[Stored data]
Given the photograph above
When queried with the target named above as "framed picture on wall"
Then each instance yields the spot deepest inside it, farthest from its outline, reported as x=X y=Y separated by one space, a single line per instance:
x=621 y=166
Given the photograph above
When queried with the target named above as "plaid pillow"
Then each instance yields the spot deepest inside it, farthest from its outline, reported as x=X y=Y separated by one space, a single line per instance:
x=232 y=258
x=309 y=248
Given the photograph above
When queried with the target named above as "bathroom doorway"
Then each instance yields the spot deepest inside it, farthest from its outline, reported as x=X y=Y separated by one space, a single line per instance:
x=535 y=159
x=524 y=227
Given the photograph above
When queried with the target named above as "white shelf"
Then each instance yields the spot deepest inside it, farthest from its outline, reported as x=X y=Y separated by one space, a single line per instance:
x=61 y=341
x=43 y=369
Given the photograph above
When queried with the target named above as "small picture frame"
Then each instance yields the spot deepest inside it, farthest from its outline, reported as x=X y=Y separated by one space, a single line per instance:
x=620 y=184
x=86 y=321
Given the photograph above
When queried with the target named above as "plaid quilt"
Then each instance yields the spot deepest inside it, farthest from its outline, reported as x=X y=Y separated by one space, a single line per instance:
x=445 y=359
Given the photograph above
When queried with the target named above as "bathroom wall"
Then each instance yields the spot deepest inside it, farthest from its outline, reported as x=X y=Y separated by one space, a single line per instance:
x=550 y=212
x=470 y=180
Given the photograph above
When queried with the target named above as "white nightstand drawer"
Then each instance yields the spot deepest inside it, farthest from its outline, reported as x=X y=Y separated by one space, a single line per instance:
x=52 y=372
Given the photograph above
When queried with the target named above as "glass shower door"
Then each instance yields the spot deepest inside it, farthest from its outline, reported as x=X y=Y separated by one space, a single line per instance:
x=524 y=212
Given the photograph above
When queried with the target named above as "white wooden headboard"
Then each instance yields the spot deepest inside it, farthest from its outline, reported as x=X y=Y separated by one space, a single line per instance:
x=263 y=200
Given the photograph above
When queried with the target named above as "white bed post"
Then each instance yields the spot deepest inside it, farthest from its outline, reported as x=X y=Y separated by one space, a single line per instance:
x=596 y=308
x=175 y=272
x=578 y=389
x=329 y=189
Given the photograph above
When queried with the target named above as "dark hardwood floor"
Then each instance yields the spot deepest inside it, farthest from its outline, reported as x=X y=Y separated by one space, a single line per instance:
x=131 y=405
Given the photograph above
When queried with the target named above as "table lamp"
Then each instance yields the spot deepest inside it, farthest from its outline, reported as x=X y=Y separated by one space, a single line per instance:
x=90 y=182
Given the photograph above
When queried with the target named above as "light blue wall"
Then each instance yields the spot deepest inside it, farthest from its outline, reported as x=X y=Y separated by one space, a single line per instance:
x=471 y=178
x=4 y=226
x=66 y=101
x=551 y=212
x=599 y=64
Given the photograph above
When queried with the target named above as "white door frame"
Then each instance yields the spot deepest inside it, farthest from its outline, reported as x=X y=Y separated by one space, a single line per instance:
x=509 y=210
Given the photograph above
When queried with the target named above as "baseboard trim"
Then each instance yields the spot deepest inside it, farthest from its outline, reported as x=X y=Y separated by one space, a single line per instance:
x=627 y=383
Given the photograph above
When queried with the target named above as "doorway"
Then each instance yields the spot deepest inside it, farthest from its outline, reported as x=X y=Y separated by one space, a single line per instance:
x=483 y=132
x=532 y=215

Problem description:
Would you restate each of the entries word for word?

Result for this exercise:
Given the photograph above
When queried with the target named above as "framed picture on wall"
Then each instance yields the spot deepest inside it, farthest from its outline, reported as x=X y=Y separated by one space, a single line per instance:
x=621 y=166
Given the photograph above
When queried with the target named above as "plaid pillow"
Then each instance yields the spot deepest inside it, farthest from its outline, reported as x=X y=Y separated by one space, a single line per instance:
x=232 y=258
x=309 y=248
Given the photograph above
When queried with the target named above as "bathroom doorway"
Then each instance yields the spot deepest inside it, farthest from its outline, reported as x=X y=Y separated by one space, a single line per instance:
x=535 y=159
x=524 y=227
Given the photograph above
When queried with the target named above as "white shelf"
Then each instance yields the spot deepest inside it, farthest from its outline, reported as x=X y=Y separated by one space, a single line per instance:
x=61 y=341
x=43 y=369
Given the photograph above
When queried with the target named above as "small picture frame"
Then each instance yields the spot deepest inside it, farthest from its outline, reported as x=X y=Y separated by one space, a single line per instance:
x=620 y=184
x=86 y=321
Given the photograph above
When queried with the target named above as "plaid quilt"
Then each instance yields the spot deepest inside it, farthest from its outline, reported as x=X y=Y separated by one space, a single line per instance:
x=445 y=359
Given the photograph above
When queried with the target named above as "bathroom wall"
Then each instance yields the spot deepest inside it, farthest from its outline, reported as x=X y=Y separated by one space, a single line per instance:
x=550 y=212
x=470 y=180
Given the photograph above
When queried with the target named above as "white nightstand drawer"
Then each instance yields the spot deepest inside it, farthest from its outline, reported as x=X y=Y separated by one space, a single line per instance:
x=52 y=372
Given the photograph above
When queried with the target named above as "glass shower door"
Then each instance yields the spot deepest inside it, farthest from its outline, reported as x=X y=Y separated by one space, a single line per instance:
x=524 y=212
Given the photograph above
When queried with the target named above as "white wooden headboard"
Then each instance yields the spot deepest inside it, farthest from its outline, reported as x=X y=Y separated by one space, a single line per instance:
x=263 y=200
Given the photograph above
When queried with the target named above as "white bed post"
Then each instance yields the spot deepest inside it, farthest from its outline, reported as x=X y=Y separated by one space, a single line per instance:
x=596 y=308
x=175 y=272
x=578 y=389
x=329 y=189
Given the photograph above
When queried with the target named above as "dark hardwood floor"
Then each instance yields the spot deepest inside it, farthest from its outline, reported as x=X y=Y separated by one space, a single line per instance:
x=131 y=405
Given the photograph above
When queried with the target named above as "table lamp"
Then each instance yields the spot deepest inside it, farthest from its outline, reported as x=X y=Y separated by one space, a single line per instance:
x=90 y=182
Given the photograph above
When queried with the target named above as "light blue wall"
Then each instance yields the spot deepest inside it, farthest from its outline, reported as x=X y=Y separated by one space, a single line per instance:
x=471 y=178
x=4 y=226
x=66 y=101
x=551 y=212
x=599 y=64
Given the photograph above
When queried with the target named above as "white door frame"
Then each instance yields the spot deepest inside it, farthest from its outline, reported as x=X y=Y separated by one space, a single line per instance:
x=509 y=210
Given the photograph above
When queried with the target named above as "baseboard trim"
Then each instance yields the spot deepest inside it, farthest from its outline, reported as x=X y=Y separated by one space, a single line per instance:
x=627 y=383
Given the photograph above
When queried with the target named above as "doorway"
Then each instance yields the spot deepest inside it, farthest from its outline, reported as x=X y=Y separated by one space, a single line per instance:
x=483 y=132
x=532 y=215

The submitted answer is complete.